I have a table for visitor stats as follows:
CREATE TABLE `stats` (
`key` int(11) NOT NULL AUTO_INCREMENT,
`u_id` int(11) NOT NULL,
`app` varchar(20) NOT NULL,
`type` varchar(20) DEFAULT '',
`category` varchar(80) DEFAULT '',
`sub_category` varchar(80) DEFAULT '',
`date` int(11) NOT NULL,
`ip` varchar(20) NOT NULL
PRIMARY KEY (`key`)
) ENGINE=MyISAM AUTO_INCREMENT=41094490 DEFAULT CHARSET=utf8;
It was created without much thought a few years ago and has been collecting data ever since. It now has about 40 million rows.
Selecting by "app" takes about 1 minute to complete which is far too slow. I'm usually involved in PHP and Javascript but my MYSQL knowledge is pretty limited.
The table will only ever need rows added to it and for select queries to be made. The select queries are for generating graphs of usage stats on the frontend.
A typical query will select by matching 2-4 column values and will always be selected with a date range. Normally I would expect the date range tobe for a period of 1 week to 6 months, but there are cases where the user may want to view a few years of data. The priority is to optimise the former.
I don't mind having a separate database with this data sectioned off into different tables according to date, so have maybe one table per month of data. I can see how this would help queries of a few months at a time (using joins), but when it comes to data over a few years it would get even slower.
Is there anything else I can alter in terms of the tables structure to improve things? Would it be better separating the table into related tables with fewer columns?
The query I am using to test performance is:
select * from stats where u_id='123' and app='articles'
Using the EXPLAIN function on this I get:
"id","select_type","table","type","possible_keys","key","key_len","ref","rows","Extra"
1,"SIMPLE","stats","ALL",NULL,NULL,NULL,NULL,37462750,"Using where"

_DATASET ROWS_
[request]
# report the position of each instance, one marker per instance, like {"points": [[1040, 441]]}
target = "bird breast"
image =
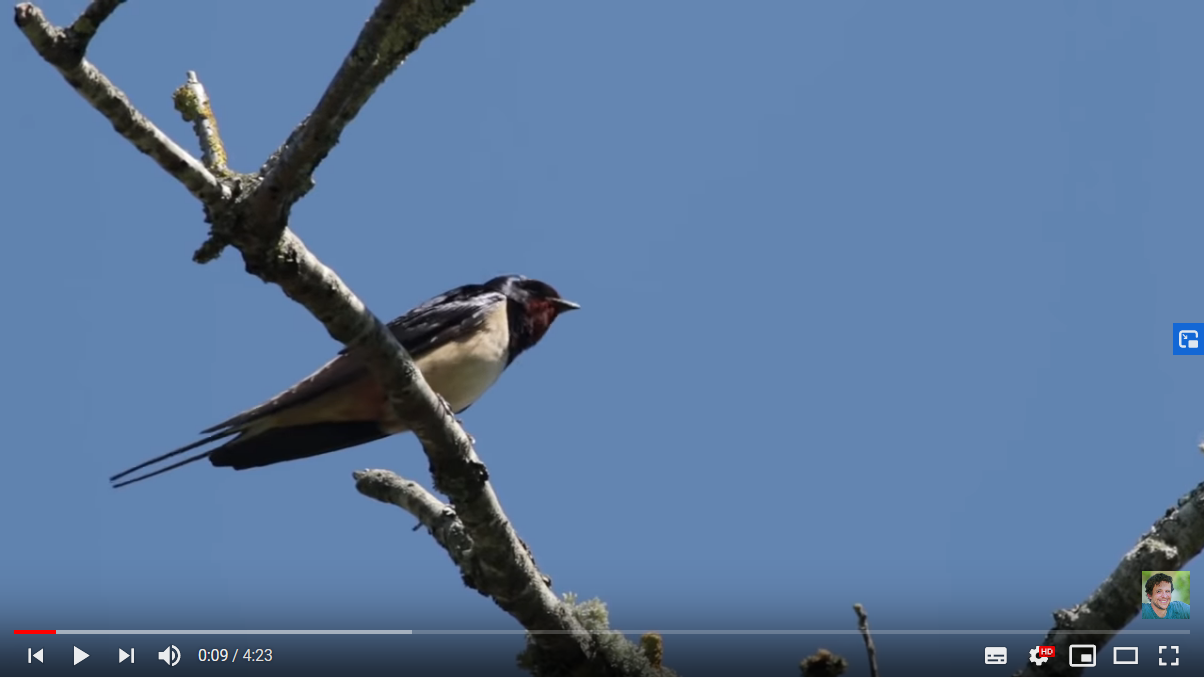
{"points": [[461, 371]]}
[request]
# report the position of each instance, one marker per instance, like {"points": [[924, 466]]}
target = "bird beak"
{"points": [[564, 305]]}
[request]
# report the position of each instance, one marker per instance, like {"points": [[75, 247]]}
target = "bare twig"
{"points": [[863, 624], [60, 51], [395, 29], [1172, 542], [438, 518], [193, 104], [86, 27]]}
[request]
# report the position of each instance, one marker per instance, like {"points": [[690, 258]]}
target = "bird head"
{"points": [[538, 301]]}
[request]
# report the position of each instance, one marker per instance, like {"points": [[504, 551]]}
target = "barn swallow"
{"points": [[461, 341]]}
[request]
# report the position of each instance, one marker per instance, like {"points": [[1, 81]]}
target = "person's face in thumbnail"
{"points": [[1161, 596]]}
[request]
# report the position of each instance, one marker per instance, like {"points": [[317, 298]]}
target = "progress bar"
{"points": [[627, 632], [217, 632]]}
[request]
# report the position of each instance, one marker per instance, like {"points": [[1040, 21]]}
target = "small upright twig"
{"points": [[193, 104], [62, 51], [863, 624]]}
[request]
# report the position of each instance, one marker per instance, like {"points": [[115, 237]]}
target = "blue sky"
{"points": [[875, 304]]}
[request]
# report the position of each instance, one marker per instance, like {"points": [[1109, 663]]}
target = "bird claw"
{"points": [[447, 406]]}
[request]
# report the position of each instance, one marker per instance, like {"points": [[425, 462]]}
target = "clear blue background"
{"points": [[875, 310]]}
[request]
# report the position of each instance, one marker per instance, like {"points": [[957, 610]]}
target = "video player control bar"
{"points": [[219, 632]]}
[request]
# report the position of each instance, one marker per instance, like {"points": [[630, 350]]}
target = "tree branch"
{"points": [[394, 31], [438, 518], [65, 53], [251, 213], [863, 625], [88, 23], [193, 104], [1172, 542]]}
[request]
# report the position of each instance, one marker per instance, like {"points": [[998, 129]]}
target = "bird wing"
{"points": [[342, 391], [444, 318]]}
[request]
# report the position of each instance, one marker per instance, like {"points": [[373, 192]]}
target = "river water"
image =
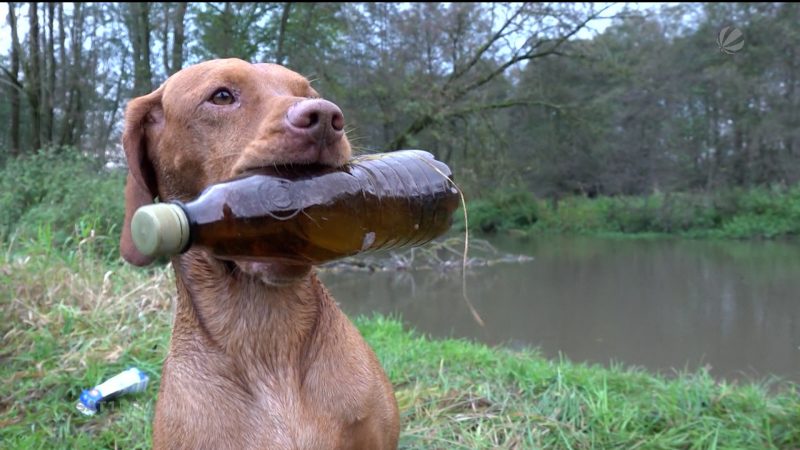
{"points": [[665, 304]]}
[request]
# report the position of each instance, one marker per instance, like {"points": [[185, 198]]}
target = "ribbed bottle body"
{"points": [[386, 201]]}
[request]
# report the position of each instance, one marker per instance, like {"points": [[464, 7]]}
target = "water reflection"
{"points": [[662, 304]]}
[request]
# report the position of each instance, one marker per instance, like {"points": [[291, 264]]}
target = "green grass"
{"points": [[69, 320]]}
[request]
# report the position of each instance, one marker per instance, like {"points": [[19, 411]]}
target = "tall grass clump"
{"points": [[58, 197]]}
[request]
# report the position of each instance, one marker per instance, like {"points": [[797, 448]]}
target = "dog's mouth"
{"points": [[279, 271], [289, 171]]}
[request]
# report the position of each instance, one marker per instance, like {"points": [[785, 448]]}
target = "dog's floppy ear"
{"points": [[142, 114]]}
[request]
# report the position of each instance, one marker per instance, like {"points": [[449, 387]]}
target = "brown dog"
{"points": [[260, 355]]}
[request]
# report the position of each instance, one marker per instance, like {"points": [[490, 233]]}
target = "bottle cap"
{"points": [[160, 229]]}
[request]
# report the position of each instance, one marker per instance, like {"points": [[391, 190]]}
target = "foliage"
{"points": [[501, 210], [75, 322], [60, 198]]}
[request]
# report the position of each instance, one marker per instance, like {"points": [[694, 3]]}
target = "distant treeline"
{"points": [[511, 95]]}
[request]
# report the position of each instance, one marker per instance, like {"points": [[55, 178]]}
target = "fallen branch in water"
{"points": [[440, 255]]}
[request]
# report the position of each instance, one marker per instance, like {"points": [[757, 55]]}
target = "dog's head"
{"points": [[218, 119]]}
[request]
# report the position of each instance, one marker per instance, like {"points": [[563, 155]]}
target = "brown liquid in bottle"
{"points": [[392, 200]]}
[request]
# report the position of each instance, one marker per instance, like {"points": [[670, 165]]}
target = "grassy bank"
{"points": [[760, 213], [70, 320]]}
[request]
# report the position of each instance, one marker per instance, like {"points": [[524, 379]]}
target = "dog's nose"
{"points": [[320, 119]]}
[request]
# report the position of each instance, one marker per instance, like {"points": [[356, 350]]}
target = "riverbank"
{"points": [[70, 320], [757, 213]]}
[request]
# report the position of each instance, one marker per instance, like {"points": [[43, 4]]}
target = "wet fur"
{"points": [[260, 354]]}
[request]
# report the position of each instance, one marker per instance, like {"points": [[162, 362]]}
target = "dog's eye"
{"points": [[222, 97]]}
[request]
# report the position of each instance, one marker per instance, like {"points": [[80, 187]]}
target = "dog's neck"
{"points": [[221, 309]]}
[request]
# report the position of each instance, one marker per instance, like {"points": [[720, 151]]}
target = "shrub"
{"points": [[60, 198]]}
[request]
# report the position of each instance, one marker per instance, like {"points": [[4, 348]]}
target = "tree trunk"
{"points": [[34, 78], [178, 38], [279, 52], [139, 28], [51, 74], [68, 135], [14, 97], [165, 39]]}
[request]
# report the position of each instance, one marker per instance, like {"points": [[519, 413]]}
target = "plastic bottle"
{"points": [[384, 201]]}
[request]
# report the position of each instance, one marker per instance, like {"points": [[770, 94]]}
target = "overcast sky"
{"points": [[594, 27]]}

_WHAT THIS TASK INVOLVES_
Reproduce the passage of the MySQL stats table question from "I don't mind" to "get even slower.", word for word.

_CORRECT ANSWER_
I don't mind having a separate database with this data sectioned off into different tables according to date, so have maybe one table per month of data. I can see how this would help queries of a few months at a time (using joins), but when it comes to data over a few years it would get even slower.